Il faut bien admettre l’immense plaisir que l’on a à se replonger dans l’oeuvre d’un tel maître, tant il remet si bien en perspective ce que nous sommes, nos sentiments, nos fantasmes, nos petitesses, nos grandeurs, la beauté dissimulée par la laideur apparente de nos âmes. À l’heure d’une campagne présidentielle qui par essence est platitude et insipidité, toujours trop prosaïque et idéologique, Proust nous offre une échappatoire de haute tenue, nous rappelant s’il le fallait, qu’il faut observer les êtres humains de très très près, et non sous forme de grands ensembles, de catégories, comme la sociologie triomphante si adjointe à la politique, ne cesse de nous l’imposer.
C’est ainsi avec bonheur, qu’à l’occasion du cent cinquantième anniversaire de Proust, nous avons lu d’alléchantes nouvelles parutions.

-- Énoncé 1 --
Selon l'extrait, à l'occasion de quel anniversaire de Proust de nouvelles parutions ont-elles été lues ?

-- Données fournies --
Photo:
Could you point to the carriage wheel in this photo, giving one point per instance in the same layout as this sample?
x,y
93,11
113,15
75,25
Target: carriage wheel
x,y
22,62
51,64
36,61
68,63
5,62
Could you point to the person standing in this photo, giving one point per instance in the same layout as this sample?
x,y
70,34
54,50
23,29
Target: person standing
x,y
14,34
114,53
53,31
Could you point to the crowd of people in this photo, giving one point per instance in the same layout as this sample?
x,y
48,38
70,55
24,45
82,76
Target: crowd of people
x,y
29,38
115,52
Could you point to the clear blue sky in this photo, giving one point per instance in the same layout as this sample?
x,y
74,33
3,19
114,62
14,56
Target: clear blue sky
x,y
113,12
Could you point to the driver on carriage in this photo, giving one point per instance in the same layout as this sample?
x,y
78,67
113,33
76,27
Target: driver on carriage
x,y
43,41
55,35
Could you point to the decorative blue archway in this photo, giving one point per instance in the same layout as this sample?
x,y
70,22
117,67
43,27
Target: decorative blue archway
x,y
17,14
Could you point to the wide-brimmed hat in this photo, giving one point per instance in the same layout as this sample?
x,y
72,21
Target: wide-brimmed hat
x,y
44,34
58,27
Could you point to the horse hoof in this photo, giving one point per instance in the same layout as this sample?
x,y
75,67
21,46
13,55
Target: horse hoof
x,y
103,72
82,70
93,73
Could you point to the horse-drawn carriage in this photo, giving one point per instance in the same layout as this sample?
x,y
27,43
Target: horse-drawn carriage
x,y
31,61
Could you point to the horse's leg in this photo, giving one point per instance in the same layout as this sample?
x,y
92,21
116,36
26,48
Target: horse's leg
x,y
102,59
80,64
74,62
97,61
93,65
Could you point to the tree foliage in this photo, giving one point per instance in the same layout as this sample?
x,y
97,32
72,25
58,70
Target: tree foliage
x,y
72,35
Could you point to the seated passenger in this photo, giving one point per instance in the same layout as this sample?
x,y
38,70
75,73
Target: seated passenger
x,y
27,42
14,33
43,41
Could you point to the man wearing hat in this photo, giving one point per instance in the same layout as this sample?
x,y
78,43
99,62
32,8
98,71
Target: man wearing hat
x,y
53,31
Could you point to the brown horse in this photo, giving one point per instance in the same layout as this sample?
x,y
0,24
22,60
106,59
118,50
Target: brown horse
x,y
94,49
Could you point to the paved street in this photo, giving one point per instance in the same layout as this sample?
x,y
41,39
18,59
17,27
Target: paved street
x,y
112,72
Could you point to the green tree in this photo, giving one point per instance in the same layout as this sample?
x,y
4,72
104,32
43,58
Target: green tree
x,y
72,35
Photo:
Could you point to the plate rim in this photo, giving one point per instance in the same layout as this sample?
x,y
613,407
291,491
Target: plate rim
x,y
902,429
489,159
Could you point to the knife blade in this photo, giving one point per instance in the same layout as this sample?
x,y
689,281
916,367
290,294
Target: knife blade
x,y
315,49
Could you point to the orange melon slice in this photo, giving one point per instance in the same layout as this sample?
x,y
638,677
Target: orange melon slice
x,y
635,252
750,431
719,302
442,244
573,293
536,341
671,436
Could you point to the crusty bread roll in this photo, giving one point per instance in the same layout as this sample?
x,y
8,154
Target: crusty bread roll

-- Énoncé 2 --
Relevez, s'il vous plaît, chaque ligne contenant le mot « crowd ». La casse compte.

-- Corrigé 1 --
Le cent cinquantième anniversaire de Proust.

-- Corrigé 2 --
Could you point to the crowd of people in this photo, giving one point per instance in the same layout as this sample?
Target: crowd of people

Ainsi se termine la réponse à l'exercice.